(Exercise instructions) Look below for the line with "# test: locate points for every instance of the industrial". Extract that line and each one after it through the last, word for word.

(Data in this exercise)
■ ■ ■ ■

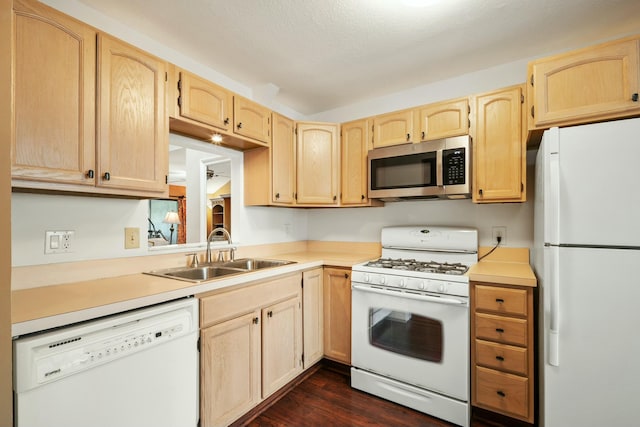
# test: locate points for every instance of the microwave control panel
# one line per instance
(454, 166)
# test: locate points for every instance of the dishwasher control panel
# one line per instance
(54, 355)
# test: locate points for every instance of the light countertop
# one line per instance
(506, 266)
(40, 308)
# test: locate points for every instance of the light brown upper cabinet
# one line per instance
(317, 163)
(283, 161)
(251, 119)
(355, 143)
(104, 134)
(586, 85)
(203, 101)
(499, 146)
(443, 119)
(393, 128)
(54, 93)
(132, 134)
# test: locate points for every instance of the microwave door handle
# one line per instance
(439, 180)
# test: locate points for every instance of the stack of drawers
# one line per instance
(502, 349)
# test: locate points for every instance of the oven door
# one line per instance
(414, 338)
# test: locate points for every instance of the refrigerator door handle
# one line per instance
(553, 280)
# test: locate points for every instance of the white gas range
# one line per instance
(410, 320)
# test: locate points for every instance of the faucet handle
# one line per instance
(194, 260)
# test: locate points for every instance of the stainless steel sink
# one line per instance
(206, 272)
(255, 263)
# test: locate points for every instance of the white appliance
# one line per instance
(587, 253)
(138, 369)
(410, 320)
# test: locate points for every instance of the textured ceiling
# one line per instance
(316, 55)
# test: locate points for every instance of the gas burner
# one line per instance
(424, 267)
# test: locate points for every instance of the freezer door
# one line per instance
(598, 192)
(596, 380)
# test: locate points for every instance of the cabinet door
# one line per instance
(281, 344)
(499, 147)
(355, 145)
(317, 163)
(203, 101)
(54, 96)
(393, 128)
(444, 119)
(337, 314)
(229, 369)
(283, 160)
(132, 125)
(312, 318)
(586, 85)
(251, 119)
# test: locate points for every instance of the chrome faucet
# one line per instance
(227, 236)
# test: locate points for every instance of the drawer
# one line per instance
(502, 357)
(508, 330)
(501, 300)
(504, 393)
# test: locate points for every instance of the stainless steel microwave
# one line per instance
(431, 169)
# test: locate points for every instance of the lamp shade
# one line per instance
(171, 218)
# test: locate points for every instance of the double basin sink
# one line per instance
(210, 271)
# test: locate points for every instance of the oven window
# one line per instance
(405, 333)
(415, 170)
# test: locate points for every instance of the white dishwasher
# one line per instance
(138, 368)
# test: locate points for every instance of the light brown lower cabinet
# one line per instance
(337, 314)
(503, 350)
(251, 345)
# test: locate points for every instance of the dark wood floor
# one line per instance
(326, 399)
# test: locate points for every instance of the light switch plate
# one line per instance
(131, 237)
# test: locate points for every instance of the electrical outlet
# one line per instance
(500, 231)
(131, 237)
(56, 242)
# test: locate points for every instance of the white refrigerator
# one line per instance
(587, 259)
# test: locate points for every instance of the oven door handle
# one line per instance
(417, 297)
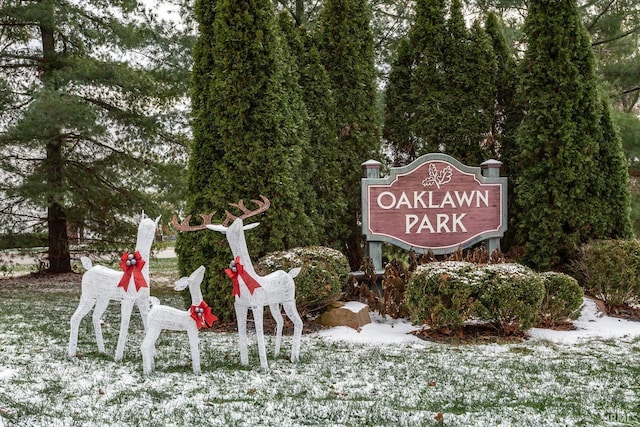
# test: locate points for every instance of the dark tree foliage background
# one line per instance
(251, 138)
(89, 133)
(562, 147)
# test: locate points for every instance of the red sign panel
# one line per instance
(434, 204)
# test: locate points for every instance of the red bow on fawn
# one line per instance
(202, 315)
(236, 270)
(132, 264)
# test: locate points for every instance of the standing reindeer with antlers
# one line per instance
(252, 291)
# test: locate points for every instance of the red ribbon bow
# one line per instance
(251, 283)
(202, 315)
(132, 265)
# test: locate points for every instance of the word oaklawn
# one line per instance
(434, 203)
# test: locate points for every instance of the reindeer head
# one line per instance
(224, 227)
(146, 231)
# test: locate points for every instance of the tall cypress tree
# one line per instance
(348, 56)
(506, 113)
(557, 144)
(614, 194)
(429, 83)
(471, 66)
(400, 105)
(441, 91)
(249, 139)
(323, 159)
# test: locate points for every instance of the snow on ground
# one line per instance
(590, 325)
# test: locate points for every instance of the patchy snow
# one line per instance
(354, 306)
(381, 375)
(381, 330)
(590, 325)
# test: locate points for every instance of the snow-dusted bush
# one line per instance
(510, 296)
(324, 272)
(445, 295)
(610, 270)
(562, 299)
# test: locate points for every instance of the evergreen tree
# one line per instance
(506, 112)
(441, 91)
(556, 169)
(400, 104)
(348, 56)
(328, 204)
(87, 139)
(249, 139)
(614, 196)
(471, 66)
(429, 83)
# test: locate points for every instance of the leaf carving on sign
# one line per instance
(437, 178)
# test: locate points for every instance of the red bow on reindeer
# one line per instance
(236, 270)
(132, 264)
(202, 315)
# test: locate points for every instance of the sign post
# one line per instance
(435, 203)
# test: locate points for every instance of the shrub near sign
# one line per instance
(434, 203)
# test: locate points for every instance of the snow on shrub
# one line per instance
(324, 272)
(562, 299)
(510, 296)
(610, 270)
(442, 294)
(445, 295)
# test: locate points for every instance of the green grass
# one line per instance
(532, 383)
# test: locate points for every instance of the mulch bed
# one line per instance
(469, 334)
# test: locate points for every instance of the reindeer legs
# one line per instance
(83, 309)
(98, 311)
(241, 315)
(292, 313)
(126, 306)
(277, 315)
(258, 318)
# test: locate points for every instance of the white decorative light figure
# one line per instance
(164, 317)
(253, 291)
(101, 284)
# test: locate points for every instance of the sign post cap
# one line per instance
(491, 163)
(371, 164)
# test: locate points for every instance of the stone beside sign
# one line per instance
(352, 314)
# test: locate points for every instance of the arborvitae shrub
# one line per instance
(562, 299)
(442, 294)
(510, 295)
(610, 270)
(324, 272)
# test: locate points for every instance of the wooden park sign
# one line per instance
(435, 203)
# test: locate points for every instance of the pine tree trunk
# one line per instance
(59, 257)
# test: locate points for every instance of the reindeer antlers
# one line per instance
(263, 205)
(184, 226)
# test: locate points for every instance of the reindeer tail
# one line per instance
(86, 262)
(294, 272)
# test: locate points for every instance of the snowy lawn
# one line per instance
(382, 376)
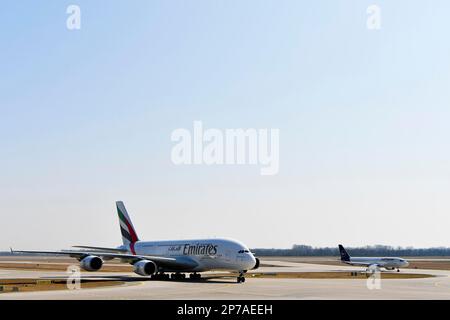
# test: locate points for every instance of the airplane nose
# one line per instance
(251, 261)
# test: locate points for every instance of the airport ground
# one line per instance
(278, 278)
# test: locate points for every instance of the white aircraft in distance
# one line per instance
(156, 258)
(389, 263)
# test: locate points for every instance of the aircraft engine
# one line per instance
(91, 263)
(145, 268)
(256, 264)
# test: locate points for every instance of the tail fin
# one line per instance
(129, 235)
(344, 255)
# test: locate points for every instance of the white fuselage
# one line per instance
(385, 262)
(208, 254)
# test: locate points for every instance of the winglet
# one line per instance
(344, 255)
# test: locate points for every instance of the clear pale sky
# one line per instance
(86, 118)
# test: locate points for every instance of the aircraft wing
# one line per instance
(101, 248)
(178, 263)
(364, 264)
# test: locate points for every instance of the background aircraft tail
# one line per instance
(129, 235)
(344, 255)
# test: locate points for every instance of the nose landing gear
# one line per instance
(241, 277)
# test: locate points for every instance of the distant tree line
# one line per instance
(377, 250)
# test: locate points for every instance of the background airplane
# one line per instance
(389, 263)
(158, 258)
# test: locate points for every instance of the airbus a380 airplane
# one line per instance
(389, 263)
(156, 258)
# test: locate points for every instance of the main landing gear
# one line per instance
(177, 276)
(241, 277)
(160, 276)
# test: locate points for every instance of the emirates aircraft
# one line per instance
(159, 258)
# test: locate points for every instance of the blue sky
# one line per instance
(86, 118)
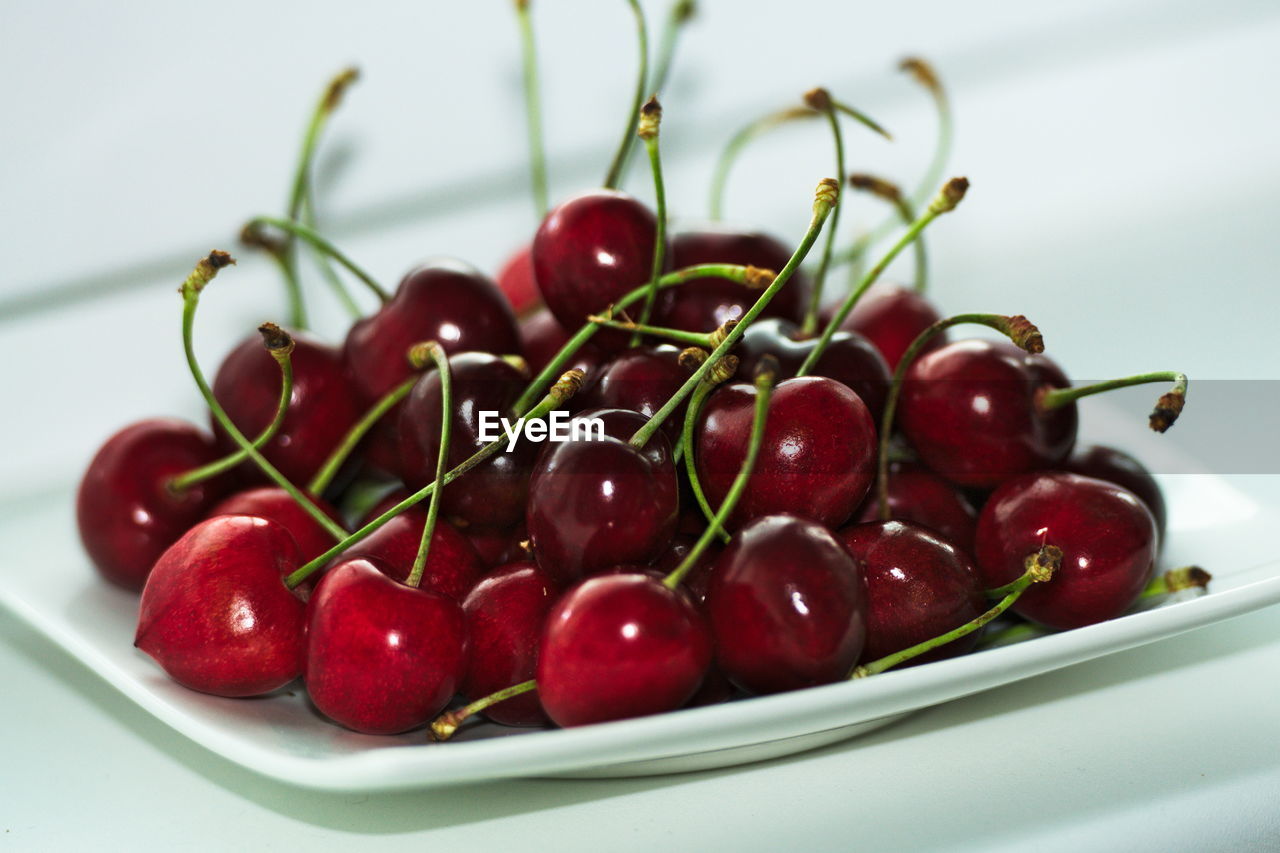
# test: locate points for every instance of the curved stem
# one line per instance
(620, 158)
(1016, 328)
(339, 454)
(190, 291)
(442, 460)
(826, 197)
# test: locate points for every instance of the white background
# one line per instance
(1125, 195)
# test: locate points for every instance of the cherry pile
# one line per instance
(782, 489)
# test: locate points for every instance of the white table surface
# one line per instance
(1125, 197)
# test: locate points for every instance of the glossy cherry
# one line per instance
(787, 606)
(215, 612)
(969, 413)
(124, 509)
(382, 657)
(1106, 534)
(918, 587)
(506, 612)
(818, 457)
(621, 646)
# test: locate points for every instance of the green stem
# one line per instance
(442, 460)
(339, 454)
(620, 158)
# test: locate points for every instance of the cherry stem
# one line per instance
(949, 196)
(749, 276)
(190, 290)
(533, 109)
(1040, 568)
(766, 374)
(1162, 416)
(620, 158)
(321, 245)
(566, 387)
(444, 725)
(279, 345)
(824, 200)
(1016, 328)
(650, 119)
(348, 443)
(435, 352)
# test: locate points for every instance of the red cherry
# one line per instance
(506, 612)
(918, 587)
(787, 606)
(126, 511)
(620, 646)
(590, 251)
(969, 411)
(321, 409)
(215, 612)
(818, 455)
(1106, 534)
(382, 657)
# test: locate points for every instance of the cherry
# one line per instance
(787, 606)
(506, 612)
(590, 251)
(215, 612)
(818, 454)
(1106, 536)
(598, 503)
(127, 512)
(382, 657)
(620, 646)
(918, 585)
(321, 409)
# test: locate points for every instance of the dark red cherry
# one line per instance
(126, 511)
(922, 497)
(620, 646)
(969, 413)
(590, 251)
(506, 612)
(452, 565)
(321, 409)
(494, 493)
(850, 359)
(382, 657)
(598, 503)
(787, 606)
(1106, 534)
(704, 304)
(1116, 466)
(918, 587)
(817, 459)
(215, 612)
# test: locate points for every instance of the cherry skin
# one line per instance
(787, 606)
(323, 406)
(620, 646)
(918, 587)
(382, 657)
(124, 509)
(817, 459)
(494, 493)
(850, 359)
(590, 251)
(705, 304)
(598, 503)
(506, 612)
(1116, 466)
(215, 612)
(969, 413)
(1107, 537)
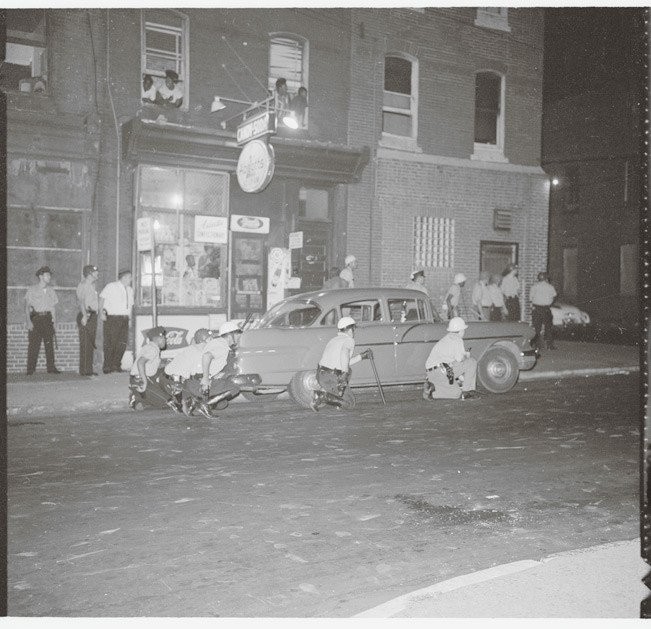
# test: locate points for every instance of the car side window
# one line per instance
(366, 311)
(403, 310)
(330, 318)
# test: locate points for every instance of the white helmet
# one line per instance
(457, 324)
(229, 326)
(345, 322)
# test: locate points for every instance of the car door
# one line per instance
(374, 332)
(415, 332)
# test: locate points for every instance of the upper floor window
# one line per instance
(25, 64)
(489, 117)
(288, 76)
(164, 58)
(399, 103)
(493, 17)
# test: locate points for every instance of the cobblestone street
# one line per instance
(272, 511)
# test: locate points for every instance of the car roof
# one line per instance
(331, 297)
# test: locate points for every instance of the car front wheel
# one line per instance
(302, 386)
(498, 370)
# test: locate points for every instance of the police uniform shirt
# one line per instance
(151, 352)
(337, 352)
(448, 350)
(187, 362)
(87, 296)
(41, 299)
(542, 294)
(510, 285)
(118, 299)
(454, 293)
(219, 349)
(347, 275)
(496, 295)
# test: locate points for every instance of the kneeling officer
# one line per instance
(334, 369)
(450, 365)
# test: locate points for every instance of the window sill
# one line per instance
(488, 153)
(399, 142)
(486, 20)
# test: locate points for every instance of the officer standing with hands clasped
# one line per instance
(333, 371)
(449, 361)
(40, 309)
(88, 302)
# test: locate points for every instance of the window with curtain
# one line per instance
(399, 99)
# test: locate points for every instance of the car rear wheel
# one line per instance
(302, 386)
(498, 370)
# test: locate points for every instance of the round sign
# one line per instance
(255, 166)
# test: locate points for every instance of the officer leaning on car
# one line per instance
(451, 371)
(334, 369)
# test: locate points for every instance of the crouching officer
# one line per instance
(145, 384)
(451, 371)
(334, 369)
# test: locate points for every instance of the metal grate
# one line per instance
(433, 242)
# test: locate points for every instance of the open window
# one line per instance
(25, 64)
(164, 58)
(489, 117)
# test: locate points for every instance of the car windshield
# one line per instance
(296, 313)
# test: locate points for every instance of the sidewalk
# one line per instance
(46, 394)
(599, 582)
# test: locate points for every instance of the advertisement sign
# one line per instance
(256, 127)
(144, 234)
(211, 229)
(278, 273)
(255, 166)
(296, 240)
(250, 224)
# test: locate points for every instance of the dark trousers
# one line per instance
(43, 330)
(513, 307)
(541, 316)
(116, 335)
(87, 335)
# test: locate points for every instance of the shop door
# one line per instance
(248, 273)
(310, 262)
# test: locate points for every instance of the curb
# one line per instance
(400, 603)
(122, 406)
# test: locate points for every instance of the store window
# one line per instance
(164, 58)
(189, 210)
(489, 117)
(25, 64)
(400, 99)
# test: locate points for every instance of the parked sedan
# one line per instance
(565, 315)
(399, 325)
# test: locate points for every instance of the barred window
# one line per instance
(433, 242)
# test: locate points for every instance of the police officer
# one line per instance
(333, 371)
(40, 309)
(542, 296)
(88, 302)
(449, 364)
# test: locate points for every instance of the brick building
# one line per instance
(419, 147)
(592, 147)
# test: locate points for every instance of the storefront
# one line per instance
(219, 252)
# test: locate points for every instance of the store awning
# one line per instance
(191, 147)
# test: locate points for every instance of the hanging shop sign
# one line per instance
(255, 166)
(256, 127)
(211, 229)
(250, 224)
(144, 234)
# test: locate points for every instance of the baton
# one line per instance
(377, 379)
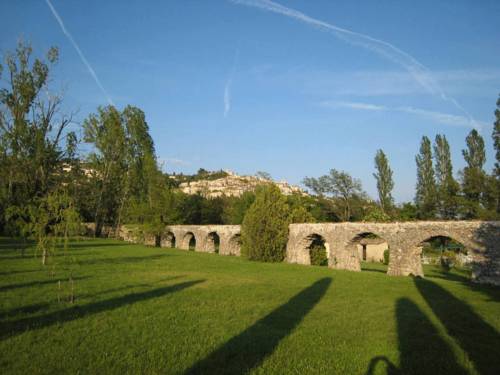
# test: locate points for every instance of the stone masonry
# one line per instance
(481, 239)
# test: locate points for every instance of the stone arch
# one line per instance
(234, 245)
(212, 242)
(370, 247)
(189, 241)
(312, 241)
(423, 236)
(168, 240)
(439, 245)
(351, 255)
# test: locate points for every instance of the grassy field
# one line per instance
(144, 310)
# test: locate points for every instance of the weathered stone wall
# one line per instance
(482, 240)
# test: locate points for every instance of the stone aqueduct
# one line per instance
(482, 240)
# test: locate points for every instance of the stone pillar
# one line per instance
(345, 257)
(404, 260)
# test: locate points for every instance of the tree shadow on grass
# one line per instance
(10, 329)
(476, 337)
(35, 283)
(421, 348)
(492, 292)
(93, 245)
(120, 259)
(246, 351)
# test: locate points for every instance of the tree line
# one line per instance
(48, 186)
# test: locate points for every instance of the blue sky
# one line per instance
(254, 85)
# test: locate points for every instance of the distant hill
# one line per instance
(216, 184)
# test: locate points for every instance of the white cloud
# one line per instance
(438, 117)
(79, 51)
(417, 70)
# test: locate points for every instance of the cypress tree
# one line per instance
(447, 187)
(385, 183)
(426, 196)
(264, 232)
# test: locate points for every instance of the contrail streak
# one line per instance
(440, 117)
(417, 70)
(227, 87)
(79, 51)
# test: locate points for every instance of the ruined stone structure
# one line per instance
(341, 240)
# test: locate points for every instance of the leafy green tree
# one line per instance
(407, 212)
(301, 215)
(55, 219)
(32, 134)
(447, 187)
(496, 144)
(377, 215)
(426, 195)
(264, 231)
(385, 183)
(340, 185)
(474, 178)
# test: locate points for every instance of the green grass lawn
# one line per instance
(145, 310)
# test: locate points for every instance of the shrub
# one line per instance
(386, 256)
(448, 260)
(264, 232)
(318, 256)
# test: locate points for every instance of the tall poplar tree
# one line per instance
(426, 195)
(473, 175)
(496, 145)
(447, 187)
(385, 183)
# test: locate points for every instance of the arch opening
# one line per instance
(213, 243)
(317, 249)
(234, 247)
(189, 241)
(445, 252)
(168, 240)
(370, 248)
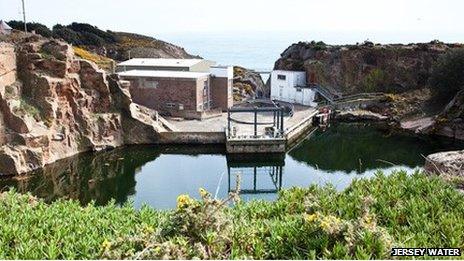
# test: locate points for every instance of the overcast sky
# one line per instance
(443, 19)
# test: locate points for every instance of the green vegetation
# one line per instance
(101, 61)
(447, 74)
(92, 38)
(318, 46)
(361, 222)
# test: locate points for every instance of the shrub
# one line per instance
(447, 76)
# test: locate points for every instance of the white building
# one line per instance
(290, 86)
(165, 64)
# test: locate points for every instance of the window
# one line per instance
(151, 84)
(205, 88)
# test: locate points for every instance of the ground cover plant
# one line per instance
(363, 221)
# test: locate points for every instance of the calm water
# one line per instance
(156, 176)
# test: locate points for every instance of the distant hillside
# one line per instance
(115, 45)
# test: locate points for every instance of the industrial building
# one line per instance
(162, 64)
(290, 86)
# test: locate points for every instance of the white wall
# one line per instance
(287, 90)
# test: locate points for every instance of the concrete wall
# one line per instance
(160, 93)
(7, 77)
(123, 68)
(7, 65)
(256, 146)
(288, 90)
(221, 93)
(203, 66)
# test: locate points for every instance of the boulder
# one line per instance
(450, 163)
(248, 84)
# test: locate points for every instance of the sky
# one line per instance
(415, 19)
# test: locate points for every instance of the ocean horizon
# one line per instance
(259, 50)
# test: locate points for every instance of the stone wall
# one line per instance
(192, 138)
(221, 93)
(168, 90)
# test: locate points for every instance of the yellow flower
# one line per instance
(106, 245)
(203, 192)
(183, 200)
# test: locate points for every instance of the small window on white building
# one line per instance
(205, 88)
(151, 84)
(170, 105)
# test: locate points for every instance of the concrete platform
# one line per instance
(218, 124)
(212, 131)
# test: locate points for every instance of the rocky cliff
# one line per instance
(248, 84)
(401, 71)
(54, 105)
(118, 46)
(364, 67)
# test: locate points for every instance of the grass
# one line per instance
(364, 221)
(102, 61)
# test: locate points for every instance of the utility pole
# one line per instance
(24, 17)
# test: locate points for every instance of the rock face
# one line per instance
(53, 105)
(364, 67)
(447, 163)
(248, 84)
(360, 116)
(139, 46)
(450, 122)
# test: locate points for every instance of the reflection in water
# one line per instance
(258, 175)
(89, 176)
(355, 147)
(157, 175)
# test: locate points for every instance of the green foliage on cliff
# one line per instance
(361, 222)
(376, 80)
(448, 74)
(116, 44)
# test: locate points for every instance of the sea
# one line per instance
(260, 50)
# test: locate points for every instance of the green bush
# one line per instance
(364, 221)
(447, 76)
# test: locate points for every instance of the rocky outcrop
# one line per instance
(448, 123)
(248, 84)
(59, 105)
(364, 67)
(360, 116)
(130, 45)
(446, 163)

■ ■ ■ ■

(Finished task)
# test: locate points for every instance of the industrial building
# one line per instance
(162, 64)
(290, 86)
# test: locate points for every instance of the white wall
# one line per instance
(287, 90)
# test: locate points for every instance of the concrete wall
# one line per instance
(160, 93)
(7, 77)
(123, 68)
(7, 65)
(256, 146)
(288, 90)
(221, 93)
(203, 66)
# test: locate points for every instance of the boulder
# one line per instance
(450, 163)
(248, 84)
# test: locate points for every instance of the sky
# one line per instance
(415, 19)
# test: locate points for every instance of the ocean horizon
# one line per instance
(259, 50)
# test: locate points for every instance of the stone wall
# one line per instance
(192, 138)
(221, 93)
(168, 90)
# test: locate points for every instance of the yellow flower
# one line per instance
(106, 245)
(203, 192)
(183, 200)
# test: locate points for every instance of the small window on white building
# one line per instance
(205, 88)
(151, 84)
(170, 105)
# test: locate points for every instance of the concrete platform
# one line per instance
(218, 124)
(212, 131)
# test: locate points for every instance of the rocky cliff
# one line per instance
(248, 84)
(401, 71)
(54, 105)
(118, 46)
(364, 67)
# test: locate points for every instance of the grass
# one line per instance
(364, 221)
(102, 61)
# test: locate points for every instance of the utility pole
# one line per instance
(24, 17)
# test: locate points for every instance of the rock face
# one line per instance
(53, 105)
(364, 67)
(447, 163)
(248, 84)
(360, 116)
(139, 46)
(450, 122)
# test: locate points for every instance of the reflection in water
# one line per instance
(258, 175)
(89, 176)
(355, 147)
(157, 175)
# test: locate points for every instance of the green foliage on cliff
# one line per instance
(361, 222)
(376, 80)
(448, 74)
(116, 44)
# test: locate points for every instance of the sea
# one line per instance
(260, 50)
# test: locate points for every instance of the green bush
# one line per instance
(364, 221)
(447, 76)
# test: locate points for every instance of the rocky outcrop
# one line per instance
(448, 123)
(248, 84)
(59, 105)
(364, 67)
(360, 116)
(130, 45)
(446, 163)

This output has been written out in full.